*Stated problem 1*: Return the object pointing listing further down line for line, with nothing changed.

4. If the Parties do not agree on
the chairperson of the arbitration tribunal within the time period provided for
in paragraph 2 of this Article, the co-chair of the Partnership Council from
the complaining Party shall select, no later than five days after the expiry of
that time period, the chairperson of the arbitration tribunal by lot from the
sub-list of chairpersons established pursuant to Article 752 (ex-INST.27 [Lists of
arbitrators]). The co-chair of the Partnership Council from the complaining
Party may delegate such selection by lot of the chairperson of the arbitration
tribunal.
5. Should any of the lists
provided for in Article 752 (ex-INST.27 [Lists of arbitrators]) not be established or
not contain sufficient names at the time a selection is made pursuant to
paragraphs 3 or 4 of this Article, the arbitrators shall be selected by lot
from the individuals who have been formally proposed by one Party or both
Parties in accordance with Annex 48 (ex-INST-X [Rules of procedure]).
6. The date of establishment of
the arbitration tribunal shall be the date on which the last of the three
arbitrators has notified to the Parties the acceptance of his or her
appointment in accordance with Annex 48.
Note: Three arbitrators will serve on a TCA arbitration tribunal,
compared to five under the withdrawal agreement (para 1, compared to Article
171(3) of the withdrawal agreement). The withdrawal agreement provides for a
panel to be set up within 15 days (Article 171(4) of the withdrawal agreement),
rather than consultation within 10 days under the TCA (para 2). The TCA then
provides for a process of setting up the tribunal quickly if the parties don’t
agree on its members (paras 3 and 4). Under the TCA, the default if the list of
arbitrators has not yet been decided is to take names from the proposed list by
one or both parties (para 5). It is not clear what happens if one party tries
to frustrate the process by not proposing any candidates: does this block the
arbitration process because there must always be a member from each party, or
does the arbitration go ahead with a second member from the other
party? That prospect would certainly be a deterrent to trying to block the
process.
Note that the default under the withdrawal agreement is to involve the Permanent
Court of Arbitration in selecting the arbitrators, if the parties cannot agree
or do not suggest arbitrators (Article 171(5) to (9) of the withdrawal
agreement). In practice, the list of arbitrators for that agreement has now
been adopted by a Joint
Committee decision.
There are fast-track rules derogating from this clause in certain
cases: see Article 760 (ex-INST.34B), discussed below.

*Stated problem 2*: Retype everything in the arbitration tribunal passage above from "5. Should any" down to "with Annex 48.", word for word.

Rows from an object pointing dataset
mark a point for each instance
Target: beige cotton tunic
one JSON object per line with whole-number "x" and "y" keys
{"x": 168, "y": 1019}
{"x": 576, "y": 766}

*Problem solution 1*:
mark a point for each instance
Target: beige cotton tunic
one JSON object per line with whole-number "x" and "y" keys
{"x": 168, "y": 1019}
{"x": 576, "y": 766}

*Problem solution 2*:
5. Should any of the lists
provided for in Article 752 (ex-INST.27 [Lists of arbitrators]) not be established or
not contain sufficient names at the time a selection is made pursuant to
paragraphs 3 or 4 of this Article, the arbitrators shall be selected by lot
from the individuals who have been formally proposed by one Party or both
Parties in accordance with Annex 48 (ex-INST-X [Rules of procedure]).
6. The date of establishment of
the arbitration tribunal shall be the date on which the last of the three
arbitrators has notified to the Parties the acceptance of his or her
appointment in accordance with Annex 48.